* Objective 1
Using the parliamentary debate on the development risks amendment, answer these:
(a) Which section of the Consumer Protection Act 1987 does the amendment name?
(b) On what ground did the Government justify the special defence?
(c) What would a plaintiff who lost be likely to face?
* Objective 2
Carry on the parliamentary debate on the development risks amendment, picking up after its final sentence.

* Document text
- - - - - - -
Amendment. by leave, withdrawn.
moved Amendment No. 25:
Page 11, line 24, at end insert—
("( ) Notwithstanding any provision in this Act or regulations, a person or group of persons who require representation to rebut the development risks defence under section 4(1)(e) of the Consumer Protection Act 1987 shall be granted representation without regard to their financial resources.").
The noble Lord said: My Lords, I am not a lawyer, and I rise with considerable diffidence to move the amendment, especially after re-reading the debate in Committee on the amendment which dealt with "class actions"; but this amendment is a good deal narrower and more specific than that one. If it would help and remove any doubt, I would not regard it as essential to retain the reference in the amendment to a "group of persons".
I like to persuade myself that it would not be unfair to claim that the amendment could assist the Government to carry out the policies which they themselves enunciated during the passage of the Consumer Protection Bill, which I think is due to come into force next month. Section 4(1)(e) of the Act in the form in which it unhappily eventually emerged, provides that it shall be a defence to an action for injuries caused by a defective product if the producer can show that the state of scientific and technical knowledge at the relevant time was not such that a producer of similar products could be expected to have discovered the defect.
The Government justified the provision for that special defence largely on the ground that it was required in the public interest to ensure that enterprise and initiative were not stifled. But they went on to say, time and again, that the defence could rarely be successfully invoked.
The Government explained that the reversal of the burden of proof would make it difficult for any producer to establish that defence. They spelt out the various obstacles which any such attempt would encounter. It was abundantly clear from what the Government said that if a producer set about invoking such a defence he would be likely to be put to a great deal of trouble and expense in mounting the array of technical and expert evidence which would be required and in meeting the requirements, for example, of demonstrating that no other producers of such products had the knowledge available to them at that time. What is to happen if, in practice, the producer decides to raise that defence? Is the plaintiff not at risk of being put in an impossible position? Hardly any individual, however rich, could hope to be able to parade all the scientific and other expert evidence which would be necessary to rebut the defence. Moreover, the plaintiff would be likely to be faced with an enormous bill if he lost. Is there not a real danger that the special defence of "development risks" could in practice succeed by default, although we were assured that it could rarely, if ever, hope to succeed on the merits?
- - - - - - -
* Dataset content
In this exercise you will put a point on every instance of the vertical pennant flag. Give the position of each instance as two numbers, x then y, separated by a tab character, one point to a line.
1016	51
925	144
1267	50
- - - - - - -
* Written reply 1
(a) Section 4(1)(e).
(b) That it was required in the public interest to ensure that enterprise and initiative were not stifled.
(c) An enormous bill.

* Written reply 2
The amendment suggests that if the defence of "development risk" were raised, it is in the public interest that the issue should be properly argued in court; that can be done only if public funds stand behind the plaintiff. It would be totally unsatisfactory if everything should turn on whether the plaintiff happened to come within the limits for legal aid. This would not be the first time that provision was made for legal aid from public funds without a means test, as I understand it. Section 170 of the Housing Act 1985 seems to empower the Secretary of State to do just that in connection with the right to buy.
I do not think that an amendment on the lines that I suggest would necessarily cost a lot of money. If it were known that adequate resources were going to be available to a plaintiff to resist this special defence, the chances are that the defence would be raised only rarely and only after the most careful thought. If the defence was nevertheless pursued, it seems to me right that the issue should be properly argued out. I do not think the Government would quarrel with the view that it is in the public interest to discover why a dangerous product has been put on the market. If they were right in what they said, it would be pretty rare for the defence to succeed with the legal aid fund left holding the bill.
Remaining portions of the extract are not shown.